**EXERCISE TASKS:**
1. Decide whether each statement, (a), (b) and (c), agrees with the payment fraud text below, answering yes or no and quoting the words of the text that settle it. (a) Online payment fraud cost the global business economy over 16 billion pounds in 2021. (b) Type 2 payment fraud produces direct victims. (c) Validating the source requesting the payment is the step with the greatest risk for breakdown.
2. Write a continuation of the payment fraud text below, beginning right after its final sentence.

**PASSAGE SHOWN:**
☆ ☆ ☆ ☆ ☆ ☆ ☆
The global cost of payment fraud
It is estimated that online payment fraud cost the global business economy over 16 billion pounds in 2021. With the shift from physical to digital as a result of the COVID-19 pandemic businesses have been placed in a more vulnerable position when it comes
to being a target of online scams, fraud and cyber attacks.
Defining payment fraud
While payment fraud is not a new phenomenon, in a growing technical world, criminals have changed the way in which their crimes are committed. There are two main types of payment fraud that businesses should be aware of, especially smaller businesses as
they are more commonly targeted. These forms of fraud can be differentiated by the types of victims they produce, type 1 produces direct victims: Identity fraud, hacking and data attacks; and type 2 produces indirect victims: Banks, states and/or systems such
as money laundering.
Businesses providing payment services should be extremely vigilant during the onboarding of new customers and collect continuous data to monitor behaviours, flagging and blocking any indiscrepancies such as geographical locations or frequency of payment
Payments can be broken down into three steps: 1) Validating the source requesting the payment, 2) Validating the payment requisition and 3) Validating the transaction. The steps which pose the greatest risk for breakdown, are steps 2 and 3. This is where
invoice fraud is most common as criminals intercept these stages and abuse the Authorised Push Payment (APP) function, prompting customers to initiate payments in good faith.
☆ ☆ ☆ ☆ ☆ ☆ ☆
**DATA EXCERPTS:**

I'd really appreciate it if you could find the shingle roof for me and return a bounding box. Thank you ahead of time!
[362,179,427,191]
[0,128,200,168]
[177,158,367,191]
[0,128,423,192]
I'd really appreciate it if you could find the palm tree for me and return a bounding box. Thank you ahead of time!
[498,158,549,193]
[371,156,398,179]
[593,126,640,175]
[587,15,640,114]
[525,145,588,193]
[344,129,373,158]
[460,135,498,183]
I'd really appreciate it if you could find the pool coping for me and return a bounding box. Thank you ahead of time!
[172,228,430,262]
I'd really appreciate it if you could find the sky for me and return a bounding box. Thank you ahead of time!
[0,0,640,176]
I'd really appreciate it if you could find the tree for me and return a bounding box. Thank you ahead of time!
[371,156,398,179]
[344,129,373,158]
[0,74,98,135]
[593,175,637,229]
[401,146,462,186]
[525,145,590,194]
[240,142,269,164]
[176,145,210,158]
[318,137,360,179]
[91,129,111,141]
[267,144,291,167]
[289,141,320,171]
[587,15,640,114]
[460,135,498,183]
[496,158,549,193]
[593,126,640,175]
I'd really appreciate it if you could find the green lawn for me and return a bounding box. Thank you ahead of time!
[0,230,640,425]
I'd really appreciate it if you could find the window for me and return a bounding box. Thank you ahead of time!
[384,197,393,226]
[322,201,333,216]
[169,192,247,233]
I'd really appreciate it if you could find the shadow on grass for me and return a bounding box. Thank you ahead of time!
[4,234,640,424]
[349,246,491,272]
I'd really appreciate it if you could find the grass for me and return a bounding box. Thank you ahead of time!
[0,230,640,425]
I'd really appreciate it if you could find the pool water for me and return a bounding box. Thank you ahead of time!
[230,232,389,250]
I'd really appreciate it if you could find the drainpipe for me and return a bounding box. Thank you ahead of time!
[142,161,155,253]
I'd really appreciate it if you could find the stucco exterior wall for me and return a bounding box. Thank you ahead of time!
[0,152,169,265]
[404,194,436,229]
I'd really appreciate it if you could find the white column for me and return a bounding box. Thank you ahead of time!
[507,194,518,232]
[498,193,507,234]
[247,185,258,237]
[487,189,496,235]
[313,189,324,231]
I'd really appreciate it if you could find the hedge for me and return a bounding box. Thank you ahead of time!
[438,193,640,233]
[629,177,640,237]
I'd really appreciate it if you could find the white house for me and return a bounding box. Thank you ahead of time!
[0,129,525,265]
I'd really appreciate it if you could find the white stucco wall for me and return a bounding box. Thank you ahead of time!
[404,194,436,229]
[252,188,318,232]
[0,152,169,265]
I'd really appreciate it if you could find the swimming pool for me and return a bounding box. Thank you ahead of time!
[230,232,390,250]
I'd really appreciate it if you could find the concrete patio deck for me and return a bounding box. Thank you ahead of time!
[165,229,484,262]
☆ ☆ ☆ ☆ ☆ ☆ ☆
**RESULTS OF THE TASKS:**
1.
(a) Yes: "It is estimated that online payment fraud cost the global business economy over 16 billion pounds in 2021."
(b) No: "type 2 produces indirect victims"
(c) No: "The steps which pose the greatest risk for breakdown, are steps 2 and 3."

2.
Protecting against payment fraud
There are a number of things businesses can do to protect themselves from invoice fraud and other payment scams. A strong focus on employing a fraud team that is technical and managerial will ensure the entirety of the process is protected. For smaller businesses
this may mean outsourcing a comprehensive specialised fraud team. There should be solutions in response to every flag raised. This involves a catalogue of actions to combat specific problems based on informed decisions made from accurate data.
Teams should also strongly consider implementing anti-fraud mechanisms and security solutions that allow them to use data to score transactions and flag potentially suspicious payments. It’s usually when payments are at the process stage that such anti-fraud
mechanisms step in and block or intercept the fraudulent request.
Furthermore, I would always recommend storing company and client data in the cloud, providing an externalised embedded layer of security which reduces risk of data loss. Old archives are much more susceptible to leakage leaving customers, suppliers, and
other stakeholders data at a greater risk.